(SUPPLIED DATA):
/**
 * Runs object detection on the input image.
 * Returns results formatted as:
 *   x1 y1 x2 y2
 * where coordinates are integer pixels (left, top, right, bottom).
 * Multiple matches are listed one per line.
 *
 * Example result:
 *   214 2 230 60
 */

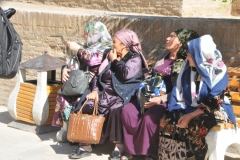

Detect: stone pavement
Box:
0 106 113 160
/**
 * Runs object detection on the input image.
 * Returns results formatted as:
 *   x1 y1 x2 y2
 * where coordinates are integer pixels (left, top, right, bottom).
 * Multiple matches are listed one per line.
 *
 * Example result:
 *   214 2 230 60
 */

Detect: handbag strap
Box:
77 99 98 116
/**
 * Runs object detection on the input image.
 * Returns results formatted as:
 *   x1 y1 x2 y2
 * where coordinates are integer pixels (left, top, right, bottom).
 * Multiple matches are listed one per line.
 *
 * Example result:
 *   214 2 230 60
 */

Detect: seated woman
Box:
159 35 235 160
121 29 199 159
52 21 112 127
69 30 147 159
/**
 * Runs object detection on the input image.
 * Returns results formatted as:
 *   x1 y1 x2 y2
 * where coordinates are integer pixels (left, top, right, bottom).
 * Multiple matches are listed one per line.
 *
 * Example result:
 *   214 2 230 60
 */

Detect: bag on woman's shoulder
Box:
58 53 90 96
67 100 105 144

(DIRECTIONS): Quote all of the records above word for word, leaving out the pictures.

(SOLUTION FOR THIS PROBLEM):
/**
 * Runs object detection on the input image.
 * Returns results formatted as:
 *   x1 y1 x2 y2
 * where coordinates are integer pixels (left, top, right, bottom).
 * Multiple matches are listed one per line.
 *
 * Example result:
 *   214 2 230 60
 */


Detect: stone pavement
Box:
0 106 113 160
/**
 * Runs object detection on the input image.
 * Returns results formatted as:
 *   x1 y1 x2 y2
 * where coordinates are integer pixels (left, top, right, bottom).
 * Multiple matches are listed one per line.
 *
 * Example result:
 *   214 2 230 60
 */

Detect: handbag strap
Box:
77 99 98 116
/**
 * Runs object detection on the input image.
 * Returns results formatted as:
 *   x1 y1 x2 y2
 * where coordinates are integer pixels (left, top, right, bottom).
 * Multiple matches are listed one per line.
 *
 * Example result:
 *   214 2 230 60
 */

Detect: seated woman
Box:
159 35 235 160
121 29 199 159
52 21 112 127
69 30 147 159
/**
 * Runs object detection on the input image.
 * Returns results formatted as:
 *   x1 y1 x2 y2
 * where coordinates are integer pixels (left, top, right, bottom).
 * Multiple matches are listed one per line.
 *
 * Example result:
 *   214 2 230 60
 */

Detect: bag on woman's shoulder
Box:
58 53 90 96
67 100 105 144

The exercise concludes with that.